GIVEN TASK: Update the listing below by changing each "segment" to "outline" and leaving everything else unchanged. Leave the pictures out of your answer.

RECORDS:

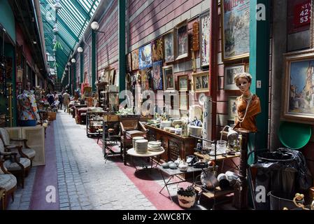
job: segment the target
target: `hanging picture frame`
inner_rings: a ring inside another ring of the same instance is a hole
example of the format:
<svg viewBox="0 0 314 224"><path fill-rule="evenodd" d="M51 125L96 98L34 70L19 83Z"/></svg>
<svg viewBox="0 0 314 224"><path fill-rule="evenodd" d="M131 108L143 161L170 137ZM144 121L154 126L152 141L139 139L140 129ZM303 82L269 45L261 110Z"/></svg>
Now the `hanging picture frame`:
<svg viewBox="0 0 314 224"><path fill-rule="evenodd" d="M152 62L164 59L164 38L162 36L152 42Z"/></svg>
<svg viewBox="0 0 314 224"><path fill-rule="evenodd" d="M314 51L285 55L282 118L314 124Z"/></svg>
<svg viewBox="0 0 314 224"><path fill-rule="evenodd" d="M238 115L236 112L237 97L236 96L228 97L228 120L234 120L234 118Z"/></svg>
<svg viewBox="0 0 314 224"><path fill-rule="evenodd" d="M185 20L174 28L176 40L176 59L178 60L189 56L189 35L187 20Z"/></svg>
<svg viewBox="0 0 314 224"><path fill-rule="evenodd" d="M189 90L189 76L184 75L178 76L178 85L179 91Z"/></svg>
<svg viewBox="0 0 314 224"><path fill-rule="evenodd" d="M144 69L152 66L152 46L145 45L138 50L138 69Z"/></svg>
<svg viewBox="0 0 314 224"><path fill-rule="evenodd" d="M224 61L247 57L250 53L250 0L233 4L222 0L222 49Z"/></svg>
<svg viewBox="0 0 314 224"><path fill-rule="evenodd" d="M174 61L173 30L164 36L164 62L166 63Z"/></svg>
<svg viewBox="0 0 314 224"><path fill-rule="evenodd" d="M201 27L201 66L202 69L209 66L209 49L210 49L210 28L209 10L203 13L200 17Z"/></svg>
<svg viewBox="0 0 314 224"><path fill-rule="evenodd" d="M131 59L132 62L132 71L138 69L138 49L134 50L131 52Z"/></svg>
<svg viewBox="0 0 314 224"><path fill-rule="evenodd" d="M193 74L192 78L195 92L206 92L209 91L208 71Z"/></svg>
<svg viewBox="0 0 314 224"><path fill-rule="evenodd" d="M154 90L162 90L162 61L152 63L152 76Z"/></svg>
<svg viewBox="0 0 314 224"><path fill-rule="evenodd" d="M243 73L245 71L244 64L234 66L225 66L224 72L224 90L237 90L238 87L234 82L234 76L236 74Z"/></svg>
<svg viewBox="0 0 314 224"><path fill-rule="evenodd" d="M176 90L173 78L173 66L169 65L163 66L162 74L164 77L164 90Z"/></svg>

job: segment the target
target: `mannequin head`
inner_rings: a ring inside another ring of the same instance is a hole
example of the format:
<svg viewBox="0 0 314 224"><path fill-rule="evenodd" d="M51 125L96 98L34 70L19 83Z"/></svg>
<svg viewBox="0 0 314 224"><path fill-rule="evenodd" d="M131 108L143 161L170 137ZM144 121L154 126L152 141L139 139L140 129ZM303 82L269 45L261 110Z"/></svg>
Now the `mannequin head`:
<svg viewBox="0 0 314 224"><path fill-rule="evenodd" d="M250 93L250 87L252 83L252 76L248 73L239 73L234 76L234 83L241 91L242 94Z"/></svg>

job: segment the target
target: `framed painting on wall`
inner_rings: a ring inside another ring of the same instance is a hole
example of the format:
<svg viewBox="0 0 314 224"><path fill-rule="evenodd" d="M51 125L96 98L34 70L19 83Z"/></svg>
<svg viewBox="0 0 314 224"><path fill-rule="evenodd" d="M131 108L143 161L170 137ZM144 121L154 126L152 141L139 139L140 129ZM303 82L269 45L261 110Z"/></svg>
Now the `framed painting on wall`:
<svg viewBox="0 0 314 224"><path fill-rule="evenodd" d="M162 90L162 61L152 63L152 88Z"/></svg>
<svg viewBox="0 0 314 224"><path fill-rule="evenodd" d="M138 50L138 68L143 69L152 66L152 46L150 43Z"/></svg>
<svg viewBox="0 0 314 224"><path fill-rule="evenodd" d="M171 62L174 61L173 49L173 31L166 34L164 36L164 62Z"/></svg>
<svg viewBox="0 0 314 224"><path fill-rule="evenodd" d="M224 66L224 90L238 90L238 87L234 82L234 76L236 76L238 73L244 72L244 64L230 66Z"/></svg>
<svg viewBox="0 0 314 224"><path fill-rule="evenodd" d="M195 73L192 74L192 76L195 92L209 91L208 71Z"/></svg>
<svg viewBox="0 0 314 224"><path fill-rule="evenodd" d="M152 62L162 61L164 59L164 38L159 38L152 42Z"/></svg>
<svg viewBox="0 0 314 224"><path fill-rule="evenodd" d="M234 118L237 116L236 97L238 97L232 96L228 98L228 120L234 120Z"/></svg>
<svg viewBox="0 0 314 224"><path fill-rule="evenodd" d="M222 0L222 59L232 60L249 56L250 0Z"/></svg>
<svg viewBox="0 0 314 224"><path fill-rule="evenodd" d="M189 76L187 75L178 76L179 91L189 90Z"/></svg>
<svg viewBox="0 0 314 224"><path fill-rule="evenodd" d="M127 71L132 71L132 60L131 59L131 53L127 55Z"/></svg>
<svg viewBox="0 0 314 224"><path fill-rule="evenodd" d="M314 51L287 54L283 118L314 124Z"/></svg>
<svg viewBox="0 0 314 224"><path fill-rule="evenodd" d="M178 24L175 27L176 59L178 60L189 55L189 35L187 20Z"/></svg>
<svg viewBox="0 0 314 224"><path fill-rule="evenodd" d="M164 76L164 90L174 90L176 89L173 78L173 66L169 65L162 67Z"/></svg>
<svg viewBox="0 0 314 224"><path fill-rule="evenodd" d="M132 71L137 70L138 69L138 49L133 50L131 55Z"/></svg>
<svg viewBox="0 0 314 224"><path fill-rule="evenodd" d="M209 66L209 10L206 11L200 16L200 27L201 27L201 66Z"/></svg>

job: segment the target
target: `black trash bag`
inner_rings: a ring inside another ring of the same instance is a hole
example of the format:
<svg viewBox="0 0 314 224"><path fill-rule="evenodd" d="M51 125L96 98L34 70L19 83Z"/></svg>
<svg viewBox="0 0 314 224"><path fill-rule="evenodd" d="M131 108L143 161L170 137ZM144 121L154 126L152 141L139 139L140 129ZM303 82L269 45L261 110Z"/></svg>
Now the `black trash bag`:
<svg viewBox="0 0 314 224"><path fill-rule="evenodd" d="M306 161L302 153L287 148L279 148L278 150L293 155L295 157L296 160L291 162L290 165L298 170L297 190L299 192L304 192L308 190L312 186L313 177L306 166Z"/></svg>

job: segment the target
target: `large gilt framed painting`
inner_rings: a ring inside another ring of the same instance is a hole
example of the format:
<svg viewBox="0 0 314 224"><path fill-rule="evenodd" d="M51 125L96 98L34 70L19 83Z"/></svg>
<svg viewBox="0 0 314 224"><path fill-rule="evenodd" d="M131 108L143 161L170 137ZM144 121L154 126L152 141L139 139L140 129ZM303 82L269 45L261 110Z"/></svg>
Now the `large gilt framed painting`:
<svg viewBox="0 0 314 224"><path fill-rule="evenodd" d="M222 0L222 48L224 61L250 53L250 0Z"/></svg>
<svg viewBox="0 0 314 224"><path fill-rule="evenodd" d="M314 51L287 54L282 118L314 124Z"/></svg>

COMPLETE ANSWER:
job: outline the target
target: `hanging picture frame`
inner_rings: a ring inside another ring of the same instance is a hole
example of the format:
<svg viewBox="0 0 314 224"><path fill-rule="evenodd" d="M51 125L96 98L34 70L19 83Z"/></svg>
<svg viewBox="0 0 314 224"><path fill-rule="evenodd" d="M131 108L143 161L170 137ZM144 121L154 126L152 141L139 139L140 129ZM303 82L269 45L261 110Z"/></svg>
Now the `hanging picture frame`:
<svg viewBox="0 0 314 224"><path fill-rule="evenodd" d="M152 62L164 59L164 38L162 36L152 42Z"/></svg>
<svg viewBox="0 0 314 224"><path fill-rule="evenodd" d="M314 51L285 55L282 118L314 124Z"/></svg>
<svg viewBox="0 0 314 224"><path fill-rule="evenodd" d="M238 115L236 112L237 97L236 96L228 97L228 120L234 120L234 118Z"/></svg>
<svg viewBox="0 0 314 224"><path fill-rule="evenodd" d="M185 20L174 28L176 40L176 59L178 60L189 56L189 35L187 20Z"/></svg>
<svg viewBox="0 0 314 224"><path fill-rule="evenodd" d="M189 90L189 76L184 75L178 76L178 85L179 91Z"/></svg>
<svg viewBox="0 0 314 224"><path fill-rule="evenodd" d="M144 69L152 66L152 46L145 45L138 50L138 69Z"/></svg>
<svg viewBox="0 0 314 224"><path fill-rule="evenodd" d="M224 61L247 57L250 53L250 0L233 4L222 0L222 49Z"/></svg>
<svg viewBox="0 0 314 224"><path fill-rule="evenodd" d="M174 61L173 30L164 36L164 62L166 63Z"/></svg>
<svg viewBox="0 0 314 224"><path fill-rule="evenodd" d="M201 27L201 66L202 69L209 66L209 49L210 49L210 28L209 10L203 13L200 17Z"/></svg>
<svg viewBox="0 0 314 224"><path fill-rule="evenodd" d="M131 59L132 62L132 71L138 69L138 49L134 50L131 52Z"/></svg>
<svg viewBox="0 0 314 224"><path fill-rule="evenodd" d="M193 74L192 78L195 92L206 92L209 91L208 71Z"/></svg>
<svg viewBox="0 0 314 224"><path fill-rule="evenodd" d="M154 90L162 90L162 61L152 63L152 76Z"/></svg>
<svg viewBox="0 0 314 224"><path fill-rule="evenodd" d="M243 73L245 71L244 64L234 66L225 66L224 72L224 90L237 90L238 87L234 82L234 76L236 74Z"/></svg>
<svg viewBox="0 0 314 224"><path fill-rule="evenodd" d="M176 90L173 78L173 66L169 65L163 66L162 74L164 77L164 90Z"/></svg>

job: outline the target
target: `mannequin head`
inner_rings: a ring inside another ring of the same instance is a hole
example of the format:
<svg viewBox="0 0 314 224"><path fill-rule="evenodd" d="M51 125L96 98L34 70L19 83Z"/></svg>
<svg viewBox="0 0 314 224"><path fill-rule="evenodd" d="M131 108L143 161L170 137ZM144 121L154 126L152 141L139 139L140 129ZM303 82L269 45L261 110Z"/></svg>
Now the `mannequin head`:
<svg viewBox="0 0 314 224"><path fill-rule="evenodd" d="M250 93L250 87L252 83L252 76L248 73L239 73L234 76L234 83L241 91L242 94Z"/></svg>

job: outline the target
target: `framed painting on wall`
inner_rings: a ring inside another ring of the same instance is a hole
example of the format:
<svg viewBox="0 0 314 224"><path fill-rule="evenodd" d="M51 125L96 98L34 70L19 83Z"/></svg>
<svg viewBox="0 0 314 224"><path fill-rule="evenodd" d="M131 108L143 161L170 137ZM144 121L154 126L152 141L139 139L140 129ZM303 82L269 45L261 110Z"/></svg>
Now the `framed painting on wall`:
<svg viewBox="0 0 314 224"><path fill-rule="evenodd" d="M162 90L162 61L152 63L152 88Z"/></svg>
<svg viewBox="0 0 314 224"><path fill-rule="evenodd" d="M138 50L138 68L143 69L152 66L152 46L150 43Z"/></svg>
<svg viewBox="0 0 314 224"><path fill-rule="evenodd" d="M171 62L174 61L173 49L173 31L166 34L164 36L164 62Z"/></svg>
<svg viewBox="0 0 314 224"><path fill-rule="evenodd" d="M224 66L224 90L238 90L238 87L234 82L234 76L236 76L238 73L244 72L244 64L230 66Z"/></svg>
<svg viewBox="0 0 314 224"><path fill-rule="evenodd" d="M195 73L192 74L192 76L195 92L209 91L208 71Z"/></svg>
<svg viewBox="0 0 314 224"><path fill-rule="evenodd" d="M152 62L162 61L164 59L164 38L159 38L152 42Z"/></svg>
<svg viewBox="0 0 314 224"><path fill-rule="evenodd" d="M234 118L237 116L236 97L238 97L232 96L228 98L228 120L234 120Z"/></svg>
<svg viewBox="0 0 314 224"><path fill-rule="evenodd" d="M222 0L222 59L232 60L249 56L250 0Z"/></svg>
<svg viewBox="0 0 314 224"><path fill-rule="evenodd" d="M189 76L187 75L178 76L179 91L189 90Z"/></svg>
<svg viewBox="0 0 314 224"><path fill-rule="evenodd" d="M127 71L132 71L132 60L131 59L131 53L127 55Z"/></svg>
<svg viewBox="0 0 314 224"><path fill-rule="evenodd" d="M314 51L287 54L283 118L314 124Z"/></svg>
<svg viewBox="0 0 314 224"><path fill-rule="evenodd" d="M178 24L175 27L176 59L178 60L189 55L189 35L187 20Z"/></svg>
<svg viewBox="0 0 314 224"><path fill-rule="evenodd" d="M164 76L164 90L174 90L176 89L173 78L173 66L169 65L162 67Z"/></svg>
<svg viewBox="0 0 314 224"><path fill-rule="evenodd" d="M132 71L137 70L138 69L138 49L133 50L131 55Z"/></svg>
<svg viewBox="0 0 314 224"><path fill-rule="evenodd" d="M209 66L209 10L206 11L200 16L200 27L201 27L201 66Z"/></svg>

job: outline the target
target: `black trash bag`
inner_rings: a ring inside another ring of the same instance is a hole
example of the format:
<svg viewBox="0 0 314 224"><path fill-rule="evenodd" d="M51 125L96 98L34 70L19 83Z"/></svg>
<svg viewBox="0 0 314 224"><path fill-rule="evenodd" d="M131 108L143 161L170 137ZM144 121L154 126L152 141L139 139L140 129ZM303 82L269 45L261 110Z"/></svg>
Now the `black trash bag`:
<svg viewBox="0 0 314 224"><path fill-rule="evenodd" d="M306 161L302 153L287 148L279 148L278 150L293 155L295 157L296 160L291 162L290 165L298 170L297 190L299 192L304 192L308 190L312 186L313 177L306 166Z"/></svg>

job: outline the target
target: `large gilt framed painting`
inner_rings: a ring inside another ring of the same instance is a hole
example of the format:
<svg viewBox="0 0 314 224"><path fill-rule="evenodd" d="M51 125L96 98L34 70L19 83Z"/></svg>
<svg viewBox="0 0 314 224"><path fill-rule="evenodd" d="M131 108L143 161L170 137ZM144 121L154 126L152 141L139 139L140 129ZM303 82L269 45L261 110Z"/></svg>
Now the `large gilt framed painting`:
<svg viewBox="0 0 314 224"><path fill-rule="evenodd" d="M222 0L222 48L224 61L250 53L250 0Z"/></svg>
<svg viewBox="0 0 314 224"><path fill-rule="evenodd" d="M314 51L287 54L282 118L314 124Z"/></svg>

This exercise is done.